> WHAT YOU ARE ASKED TO DO
Provide an exact transcription of all the records.
### DATA SUPPLIED ###
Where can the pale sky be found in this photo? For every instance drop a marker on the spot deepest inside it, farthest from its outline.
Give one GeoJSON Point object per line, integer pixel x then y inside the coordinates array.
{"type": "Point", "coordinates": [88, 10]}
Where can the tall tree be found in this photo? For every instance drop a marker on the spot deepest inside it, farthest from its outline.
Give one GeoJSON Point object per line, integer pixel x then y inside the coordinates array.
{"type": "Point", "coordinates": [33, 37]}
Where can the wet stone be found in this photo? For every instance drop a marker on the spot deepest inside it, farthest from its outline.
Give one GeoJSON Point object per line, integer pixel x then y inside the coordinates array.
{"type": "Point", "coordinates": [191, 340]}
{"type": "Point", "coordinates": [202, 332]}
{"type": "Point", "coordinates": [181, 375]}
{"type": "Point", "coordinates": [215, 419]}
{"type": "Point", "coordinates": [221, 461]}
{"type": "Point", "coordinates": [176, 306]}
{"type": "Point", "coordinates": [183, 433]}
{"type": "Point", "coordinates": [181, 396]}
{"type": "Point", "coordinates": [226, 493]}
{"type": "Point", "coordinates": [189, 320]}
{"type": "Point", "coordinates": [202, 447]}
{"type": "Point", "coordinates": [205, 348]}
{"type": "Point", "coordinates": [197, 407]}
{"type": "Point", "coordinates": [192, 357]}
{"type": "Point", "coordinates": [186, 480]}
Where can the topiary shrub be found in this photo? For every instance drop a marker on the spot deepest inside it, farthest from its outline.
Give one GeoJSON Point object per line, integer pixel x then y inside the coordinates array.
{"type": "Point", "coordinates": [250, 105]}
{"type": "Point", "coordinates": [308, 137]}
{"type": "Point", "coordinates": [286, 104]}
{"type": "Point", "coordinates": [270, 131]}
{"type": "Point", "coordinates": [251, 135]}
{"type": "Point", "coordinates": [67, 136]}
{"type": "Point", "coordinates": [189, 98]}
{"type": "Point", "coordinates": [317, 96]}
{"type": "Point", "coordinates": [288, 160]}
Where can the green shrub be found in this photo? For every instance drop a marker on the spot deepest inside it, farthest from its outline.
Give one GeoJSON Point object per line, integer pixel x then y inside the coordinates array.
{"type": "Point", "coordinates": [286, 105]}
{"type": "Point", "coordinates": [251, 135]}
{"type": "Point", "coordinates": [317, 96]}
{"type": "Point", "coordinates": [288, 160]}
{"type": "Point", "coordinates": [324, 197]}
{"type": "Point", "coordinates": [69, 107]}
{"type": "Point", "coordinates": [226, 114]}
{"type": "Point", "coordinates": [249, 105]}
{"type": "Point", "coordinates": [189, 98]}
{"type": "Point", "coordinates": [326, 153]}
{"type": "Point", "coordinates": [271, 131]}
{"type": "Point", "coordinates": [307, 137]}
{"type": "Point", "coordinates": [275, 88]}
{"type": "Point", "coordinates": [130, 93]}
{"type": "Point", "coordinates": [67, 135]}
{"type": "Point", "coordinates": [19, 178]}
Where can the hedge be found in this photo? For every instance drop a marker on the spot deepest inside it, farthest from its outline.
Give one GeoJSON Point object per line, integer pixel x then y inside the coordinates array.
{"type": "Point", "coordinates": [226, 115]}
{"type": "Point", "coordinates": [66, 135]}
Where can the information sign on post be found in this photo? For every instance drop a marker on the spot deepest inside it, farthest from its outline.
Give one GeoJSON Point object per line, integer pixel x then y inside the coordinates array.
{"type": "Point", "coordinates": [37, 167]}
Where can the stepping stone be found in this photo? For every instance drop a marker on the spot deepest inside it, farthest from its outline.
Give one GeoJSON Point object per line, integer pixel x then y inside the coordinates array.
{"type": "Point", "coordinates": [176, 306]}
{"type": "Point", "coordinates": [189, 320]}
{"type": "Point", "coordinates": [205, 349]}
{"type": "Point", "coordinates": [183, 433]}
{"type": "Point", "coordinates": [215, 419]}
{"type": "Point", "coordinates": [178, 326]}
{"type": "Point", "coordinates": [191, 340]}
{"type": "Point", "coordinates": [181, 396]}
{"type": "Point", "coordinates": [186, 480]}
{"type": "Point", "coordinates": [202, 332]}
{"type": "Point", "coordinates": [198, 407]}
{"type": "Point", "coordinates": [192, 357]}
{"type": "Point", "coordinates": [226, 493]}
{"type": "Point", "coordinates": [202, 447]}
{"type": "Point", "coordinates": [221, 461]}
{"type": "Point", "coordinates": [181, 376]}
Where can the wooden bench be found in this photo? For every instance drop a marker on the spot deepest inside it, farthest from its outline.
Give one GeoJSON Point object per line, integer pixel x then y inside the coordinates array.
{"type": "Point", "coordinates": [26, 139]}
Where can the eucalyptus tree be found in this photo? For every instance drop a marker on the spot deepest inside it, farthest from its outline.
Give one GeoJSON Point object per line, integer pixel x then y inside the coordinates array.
###
> CORRECT OUTPUT
Where can the pale sky be found in this photo? For every instance drop a marker on the spot deepest inside it, farthest from its outline.
Give one GeoJSON Point object per line, integer pixel x then y inside the coordinates array.
{"type": "Point", "coordinates": [88, 10]}
Where can the tall tree be found in this photo? For every instance drop a marker on the spot deepest inside it, farthest from its outline.
Give one GeoJSON Point object per line, integer pixel x then y inside the coordinates array.
{"type": "Point", "coordinates": [33, 37]}
Where can the wet stone be found in this photo? For every instance drop a marker on the spot deepest inside it, farthest from its outline.
Give one GeoJSON Point object per line, integer pixel x then y inside the coordinates array.
{"type": "Point", "coordinates": [191, 340]}
{"type": "Point", "coordinates": [202, 332]}
{"type": "Point", "coordinates": [181, 375]}
{"type": "Point", "coordinates": [215, 419]}
{"type": "Point", "coordinates": [221, 461]}
{"type": "Point", "coordinates": [176, 306]}
{"type": "Point", "coordinates": [183, 433]}
{"type": "Point", "coordinates": [181, 396]}
{"type": "Point", "coordinates": [226, 493]}
{"type": "Point", "coordinates": [189, 320]}
{"type": "Point", "coordinates": [202, 447]}
{"type": "Point", "coordinates": [205, 348]}
{"type": "Point", "coordinates": [197, 407]}
{"type": "Point", "coordinates": [192, 357]}
{"type": "Point", "coordinates": [186, 480]}
Where can the topiary shrub be found in this photo? For every instance drop a marker on the spot deepest inside it, farthest from its outline.
Give one GeoJSON Point object per line, integer pixel x then y inside the coordinates array.
{"type": "Point", "coordinates": [250, 105]}
{"type": "Point", "coordinates": [308, 137]}
{"type": "Point", "coordinates": [286, 104]}
{"type": "Point", "coordinates": [270, 131]}
{"type": "Point", "coordinates": [251, 135]}
{"type": "Point", "coordinates": [67, 136]}
{"type": "Point", "coordinates": [189, 98]}
{"type": "Point", "coordinates": [317, 96]}
{"type": "Point", "coordinates": [288, 160]}
Where can the green shrub be found in this photo? For every instance drop a marker on the spot deepest inside it, farthest from its outline.
Give one GeoJSON Point object per line, integer pixel x then y inside the coordinates array.
{"type": "Point", "coordinates": [286, 105]}
{"type": "Point", "coordinates": [251, 135]}
{"type": "Point", "coordinates": [317, 96]}
{"type": "Point", "coordinates": [288, 160]}
{"type": "Point", "coordinates": [324, 197]}
{"type": "Point", "coordinates": [69, 107]}
{"type": "Point", "coordinates": [226, 114]}
{"type": "Point", "coordinates": [249, 105]}
{"type": "Point", "coordinates": [189, 98]}
{"type": "Point", "coordinates": [326, 153]}
{"type": "Point", "coordinates": [271, 131]}
{"type": "Point", "coordinates": [307, 137]}
{"type": "Point", "coordinates": [275, 88]}
{"type": "Point", "coordinates": [130, 93]}
{"type": "Point", "coordinates": [67, 135]}
{"type": "Point", "coordinates": [19, 178]}
Where can the hedge be found in this photo? For every instance drop a marker on the spot deepest inside it, farthest from its outline.
Give one GeoJSON Point object per line, integer pixel x then y inside the coordinates array.
{"type": "Point", "coordinates": [226, 115]}
{"type": "Point", "coordinates": [66, 135]}
Where can the information sign on post be found in this photo? For every instance drop a marker on the spot deepest inside it, farthest from its outline.
Give one GeoJSON Point object per line, integer pixel x then y inside the coordinates array.
{"type": "Point", "coordinates": [37, 167]}
Where can the stepping stone be found in this photo? For every instance drop a marker on the spot deepest inside it, farthest from its outline.
Give one GeoJSON Point object per line, integer pixel x then y inside the coordinates array.
{"type": "Point", "coordinates": [176, 306]}
{"type": "Point", "coordinates": [189, 320]}
{"type": "Point", "coordinates": [205, 349]}
{"type": "Point", "coordinates": [183, 433]}
{"type": "Point", "coordinates": [215, 419]}
{"type": "Point", "coordinates": [178, 326]}
{"type": "Point", "coordinates": [191, 340]}
{"type": "Point", "coordinates": [181, 396]}
{"type": "Point", "coordinates": [186, 480]}
{"type": "Point", "coordinates": [202, 332]}
{"type": "Point", "coordinates": [198, 407]}
{"type": "Point", "coordinates": [192, 357]}
{"type": "Point", "coordinates": [226, 493]}
{"type": "Point", "coordinates": [202, 447]}
{"type": "Point", "coordinates": [221, 461]}
{"type": "Point", "coordinates": [181, 376]}
Where can the wooden bench be found in this photo? For every instance drop a marker on the spot deepest inside it, farthest from its outline.
Give one GeoJSON Point object per line, integer pixel x then y inside the coordinates array.
{"type": "Point", "coordinates": [26, 139]}
Where can the eucalyptus tree be found in this photo? For every instance drop a marker on the spot deepest inside it, farthest from its outline.
Give one GeoJSON Point object per line, integer pixel x then y inside the coordinates array.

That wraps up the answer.